EXTRAHIERTER TEXT ->
Göttinger Predigten im Internet hg. von U. Nembach

Gründonnerstag, 28.03.2013

Predigt zu Exodus (2. Buch Mose) 12:1.3-4.6-7.11-14, verfasst von Rolf Koppe

 

Der Herr sagte zu Mose und zu Aaron im Land Ägypten:... Redet zur ganzen Gemeinde Israel: Am zehnten Tag dieses [ersten] Monats nehme jeder ein Lamm für sein Vaterhaus, ein Lamm auf jedes Haus. Sind aber in einem Haus zu wenig für ein Lamm, sollen er, und wer seinem Haus am nächsten wohnt, eines nehmen gemäß der Anzahl der Leute; wie ein jeder essen kann, sollt ihr auf ein Lamm rechnen... Es sei verwahrt auf den vierzehnten Tag dieses Monats; dann soll man, die ganze Versammlung der Gemeinde Israel, es schlachten zur Abendzeit; vom Blut soll man nehmen und es an die beiden Türpfosten und den Türsturz an den Häusern geben, in denen man es essen wird...So sollt ihr es essen: Eure Lenden gegürtet, eure Sandalen an euren Füßen und euren Stecken in eurer Hand, in Hast sollt ihr es essen - es ist ein Passah - ein Vorbeigehen -des Herrn! Ich will das Land Ägypten diese Nacht durchziehen, um jede Erstgeburt im Land Ägypten zu erschlagen, vom Menschen an bis zum Vieh, und ich will an allen Göttern Ägyptens Gericht halten: Ich, der Herr. Doch das Blut soll euch zugute Zeichen sein an den Häusern, worin ihr seid: Wenn ich das Blut sehen werde, werde ich an euch vorbeigehen (ein Passah halten) - kein Schlag des Verderbens wird euch treffen, während ich das Land Ägypten schlagen werde.

Dieser Tag soll euch zum Gedenktag werden, ihr sollt ihn feiern mit einem Fest für den Herrn; von Geschlecht zu Geschlecht sollt ihr ihn feiern in ewiger Satzung.*


Liebe Gemeinde!

Am vierten Tag der Karwoche, am Gründonnerstag, wird Jesus mit Moses verglichen - durch die Verbindung mit dem Passahfest. So wie Gott seinem Volk durch Moses gebietet, an den Auszug aus Ägypten durch das Schlachten eines Lammes zu gedenken, so gebietet Jesus seinen Jüngern, das Abendmahl mit Brot und Wein zu seinem Gedächtnis zu feiern.

Einträge der Sammlung

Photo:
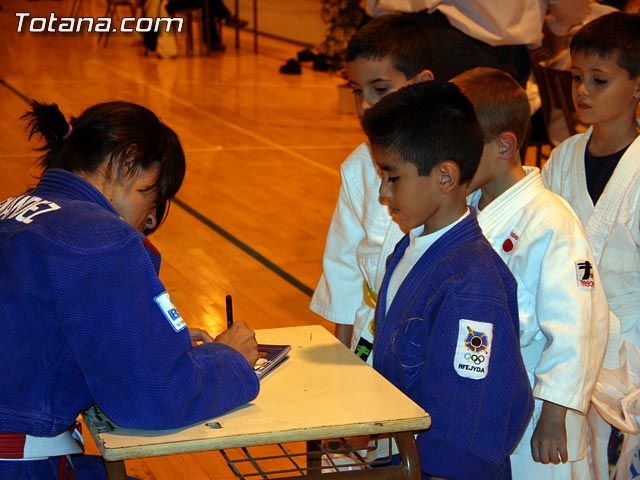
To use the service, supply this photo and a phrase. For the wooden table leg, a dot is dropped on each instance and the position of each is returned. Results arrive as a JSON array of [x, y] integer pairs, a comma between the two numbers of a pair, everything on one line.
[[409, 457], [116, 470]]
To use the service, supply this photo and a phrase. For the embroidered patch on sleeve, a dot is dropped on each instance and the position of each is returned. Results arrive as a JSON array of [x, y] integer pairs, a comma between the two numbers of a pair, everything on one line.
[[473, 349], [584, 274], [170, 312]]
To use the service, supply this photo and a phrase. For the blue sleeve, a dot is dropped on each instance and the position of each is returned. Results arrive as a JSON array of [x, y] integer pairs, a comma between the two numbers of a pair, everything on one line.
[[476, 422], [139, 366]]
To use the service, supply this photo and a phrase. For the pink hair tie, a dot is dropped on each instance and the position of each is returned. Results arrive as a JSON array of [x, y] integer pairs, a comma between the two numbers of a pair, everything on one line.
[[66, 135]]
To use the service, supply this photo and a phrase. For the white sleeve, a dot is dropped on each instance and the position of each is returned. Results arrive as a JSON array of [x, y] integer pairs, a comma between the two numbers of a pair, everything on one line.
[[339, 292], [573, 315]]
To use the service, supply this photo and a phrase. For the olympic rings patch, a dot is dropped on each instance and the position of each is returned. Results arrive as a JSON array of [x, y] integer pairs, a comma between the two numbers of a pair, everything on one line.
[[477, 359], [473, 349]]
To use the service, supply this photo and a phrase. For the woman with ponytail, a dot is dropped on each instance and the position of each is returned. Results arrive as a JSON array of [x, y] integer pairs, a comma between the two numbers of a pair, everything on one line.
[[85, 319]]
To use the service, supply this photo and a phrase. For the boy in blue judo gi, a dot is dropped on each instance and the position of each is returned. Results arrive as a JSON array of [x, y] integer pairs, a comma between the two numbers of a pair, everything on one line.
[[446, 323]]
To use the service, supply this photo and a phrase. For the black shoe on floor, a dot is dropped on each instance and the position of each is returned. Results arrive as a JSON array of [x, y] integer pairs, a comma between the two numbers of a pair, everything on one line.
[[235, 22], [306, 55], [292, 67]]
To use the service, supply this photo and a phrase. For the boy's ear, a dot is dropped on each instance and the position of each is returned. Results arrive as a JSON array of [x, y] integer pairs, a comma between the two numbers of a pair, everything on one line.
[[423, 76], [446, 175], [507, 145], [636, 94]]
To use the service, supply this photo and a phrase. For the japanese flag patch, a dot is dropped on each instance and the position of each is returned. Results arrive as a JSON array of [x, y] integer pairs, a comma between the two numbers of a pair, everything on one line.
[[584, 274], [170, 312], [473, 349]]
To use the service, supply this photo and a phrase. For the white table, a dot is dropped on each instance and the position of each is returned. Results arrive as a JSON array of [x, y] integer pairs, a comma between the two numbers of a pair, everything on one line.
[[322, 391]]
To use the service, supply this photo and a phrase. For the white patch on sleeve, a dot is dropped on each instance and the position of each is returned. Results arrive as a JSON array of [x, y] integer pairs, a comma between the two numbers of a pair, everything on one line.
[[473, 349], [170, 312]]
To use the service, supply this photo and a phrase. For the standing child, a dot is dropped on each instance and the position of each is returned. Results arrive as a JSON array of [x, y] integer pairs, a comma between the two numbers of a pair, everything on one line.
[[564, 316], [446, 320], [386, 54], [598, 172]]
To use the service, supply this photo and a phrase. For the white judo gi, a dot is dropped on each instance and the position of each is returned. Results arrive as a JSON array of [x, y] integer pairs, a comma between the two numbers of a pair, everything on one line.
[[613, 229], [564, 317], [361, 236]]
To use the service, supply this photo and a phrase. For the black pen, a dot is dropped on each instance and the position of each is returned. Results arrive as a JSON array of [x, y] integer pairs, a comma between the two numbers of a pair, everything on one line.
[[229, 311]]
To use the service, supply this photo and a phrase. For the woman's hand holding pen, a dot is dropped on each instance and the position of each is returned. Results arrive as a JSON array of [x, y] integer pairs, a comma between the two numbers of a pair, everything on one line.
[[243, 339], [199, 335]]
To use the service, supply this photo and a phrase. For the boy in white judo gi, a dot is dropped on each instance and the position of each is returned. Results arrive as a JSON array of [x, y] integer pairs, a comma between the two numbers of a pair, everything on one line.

---

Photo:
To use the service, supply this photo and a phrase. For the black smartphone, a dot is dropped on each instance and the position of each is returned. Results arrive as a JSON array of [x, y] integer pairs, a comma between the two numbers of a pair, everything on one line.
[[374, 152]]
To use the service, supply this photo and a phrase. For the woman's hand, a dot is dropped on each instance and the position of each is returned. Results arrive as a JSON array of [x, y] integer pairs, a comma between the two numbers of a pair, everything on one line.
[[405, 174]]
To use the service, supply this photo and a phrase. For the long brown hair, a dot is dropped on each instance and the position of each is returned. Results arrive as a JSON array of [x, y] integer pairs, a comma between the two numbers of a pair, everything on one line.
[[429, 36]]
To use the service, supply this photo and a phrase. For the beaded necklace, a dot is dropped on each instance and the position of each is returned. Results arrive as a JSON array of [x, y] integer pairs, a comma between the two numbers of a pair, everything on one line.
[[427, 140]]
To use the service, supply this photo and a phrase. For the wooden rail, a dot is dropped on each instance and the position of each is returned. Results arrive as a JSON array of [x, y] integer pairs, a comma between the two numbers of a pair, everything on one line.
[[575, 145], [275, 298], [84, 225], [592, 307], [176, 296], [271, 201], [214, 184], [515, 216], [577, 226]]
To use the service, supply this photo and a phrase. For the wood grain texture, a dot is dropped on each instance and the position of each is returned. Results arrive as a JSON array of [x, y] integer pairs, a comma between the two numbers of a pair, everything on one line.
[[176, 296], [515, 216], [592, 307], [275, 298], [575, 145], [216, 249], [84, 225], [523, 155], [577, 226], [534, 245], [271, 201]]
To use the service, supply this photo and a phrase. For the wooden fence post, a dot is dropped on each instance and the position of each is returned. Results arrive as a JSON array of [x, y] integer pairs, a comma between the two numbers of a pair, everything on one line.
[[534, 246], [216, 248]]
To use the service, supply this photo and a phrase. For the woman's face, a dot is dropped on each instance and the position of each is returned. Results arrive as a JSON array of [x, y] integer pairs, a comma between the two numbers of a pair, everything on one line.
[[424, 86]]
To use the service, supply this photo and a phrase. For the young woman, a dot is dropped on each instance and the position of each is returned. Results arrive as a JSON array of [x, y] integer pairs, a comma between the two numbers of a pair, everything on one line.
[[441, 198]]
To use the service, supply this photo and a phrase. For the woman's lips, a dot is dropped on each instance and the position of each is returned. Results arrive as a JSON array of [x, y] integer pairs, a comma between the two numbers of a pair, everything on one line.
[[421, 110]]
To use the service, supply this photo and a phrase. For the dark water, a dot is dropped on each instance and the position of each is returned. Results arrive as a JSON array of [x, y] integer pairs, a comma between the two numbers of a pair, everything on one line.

...

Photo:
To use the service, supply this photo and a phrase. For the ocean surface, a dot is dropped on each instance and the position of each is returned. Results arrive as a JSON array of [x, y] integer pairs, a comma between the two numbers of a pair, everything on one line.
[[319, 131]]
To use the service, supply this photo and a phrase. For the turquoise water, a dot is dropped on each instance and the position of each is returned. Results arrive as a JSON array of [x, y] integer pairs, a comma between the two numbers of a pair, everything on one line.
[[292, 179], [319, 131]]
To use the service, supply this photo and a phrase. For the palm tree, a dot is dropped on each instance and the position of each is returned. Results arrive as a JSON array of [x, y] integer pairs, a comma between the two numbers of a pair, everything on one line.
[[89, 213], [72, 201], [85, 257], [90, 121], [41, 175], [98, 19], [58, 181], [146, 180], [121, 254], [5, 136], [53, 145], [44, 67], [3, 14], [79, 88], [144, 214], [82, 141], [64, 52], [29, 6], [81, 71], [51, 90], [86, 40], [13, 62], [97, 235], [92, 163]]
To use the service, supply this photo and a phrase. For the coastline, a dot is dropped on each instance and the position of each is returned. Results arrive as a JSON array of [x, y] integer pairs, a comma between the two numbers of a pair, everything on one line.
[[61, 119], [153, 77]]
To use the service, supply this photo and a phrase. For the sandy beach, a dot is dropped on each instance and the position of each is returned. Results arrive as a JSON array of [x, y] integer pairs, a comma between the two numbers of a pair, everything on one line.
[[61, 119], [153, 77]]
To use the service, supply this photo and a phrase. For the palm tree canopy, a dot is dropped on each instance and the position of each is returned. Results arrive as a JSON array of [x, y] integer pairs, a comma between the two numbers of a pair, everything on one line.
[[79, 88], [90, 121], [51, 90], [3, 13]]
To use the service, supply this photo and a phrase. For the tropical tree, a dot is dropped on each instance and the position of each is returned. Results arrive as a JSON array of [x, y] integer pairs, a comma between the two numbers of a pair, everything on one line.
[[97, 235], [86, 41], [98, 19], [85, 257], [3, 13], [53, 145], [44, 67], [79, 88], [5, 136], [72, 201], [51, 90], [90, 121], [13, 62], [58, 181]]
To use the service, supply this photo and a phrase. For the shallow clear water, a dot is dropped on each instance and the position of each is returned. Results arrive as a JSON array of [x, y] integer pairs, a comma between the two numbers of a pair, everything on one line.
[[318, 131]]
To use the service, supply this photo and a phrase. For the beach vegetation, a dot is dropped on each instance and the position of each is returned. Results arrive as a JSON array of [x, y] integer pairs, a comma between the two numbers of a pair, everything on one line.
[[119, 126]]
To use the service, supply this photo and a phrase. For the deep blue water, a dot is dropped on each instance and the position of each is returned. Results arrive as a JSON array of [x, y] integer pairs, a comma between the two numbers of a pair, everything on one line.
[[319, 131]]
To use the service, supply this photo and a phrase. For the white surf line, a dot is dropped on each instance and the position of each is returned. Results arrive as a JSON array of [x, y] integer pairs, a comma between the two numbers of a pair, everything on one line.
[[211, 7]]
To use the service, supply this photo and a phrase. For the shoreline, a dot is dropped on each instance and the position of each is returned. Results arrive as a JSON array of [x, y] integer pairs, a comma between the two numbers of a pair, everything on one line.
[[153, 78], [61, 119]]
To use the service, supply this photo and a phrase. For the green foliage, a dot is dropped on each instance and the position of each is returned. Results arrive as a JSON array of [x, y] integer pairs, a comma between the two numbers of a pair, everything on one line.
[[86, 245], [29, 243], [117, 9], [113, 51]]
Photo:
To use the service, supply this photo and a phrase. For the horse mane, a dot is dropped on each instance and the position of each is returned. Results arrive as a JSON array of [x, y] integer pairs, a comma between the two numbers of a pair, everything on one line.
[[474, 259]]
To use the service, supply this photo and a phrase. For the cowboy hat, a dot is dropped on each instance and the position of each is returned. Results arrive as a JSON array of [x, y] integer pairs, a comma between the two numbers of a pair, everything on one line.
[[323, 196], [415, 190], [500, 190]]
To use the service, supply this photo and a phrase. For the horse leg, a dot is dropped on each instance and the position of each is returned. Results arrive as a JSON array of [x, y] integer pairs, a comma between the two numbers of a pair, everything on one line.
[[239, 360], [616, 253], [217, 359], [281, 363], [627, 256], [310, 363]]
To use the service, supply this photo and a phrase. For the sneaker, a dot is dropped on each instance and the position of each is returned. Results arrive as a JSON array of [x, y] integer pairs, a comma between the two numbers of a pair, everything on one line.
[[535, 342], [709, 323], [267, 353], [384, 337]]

LISTE DER AUFGABEN ->
A: Womit sollen die Jünger laut der Gründonnerstagspredigt das Abendmahl zu Jesu Gedächtnis feiern?
B: Formatiere die Zeilen der Einträge von der Zeile mit "For the long" bis zur Zeile mit "[[427, 140]]", beide eingeschlossen, als JSON-Liste von Strings mit einem String pro Zeile und ohne Leerzeilen.

ERWARTETE ANTWORTEN ->
A: Mit Brot und Wein.

B:
[
  "To use the service, supply this photo and a phrase. For the long brown hair, a dot is dropped on each instance and the position of each is returned. Results arrive as a JSON array of [x, y] integer pairs, a comma between the two numbers of a pair, everything on one line.",
  "[[429, 36]]",
  "To use the service, supply this photo and a phrase. For the beaded necklace, a dot is dropped on each instance and the position of each is returned. Results arrive as a JSON array of [x, y] integer pairs, a comma between the two numbers of a pair, everything on one line.",
  "[[427, 140]]"
]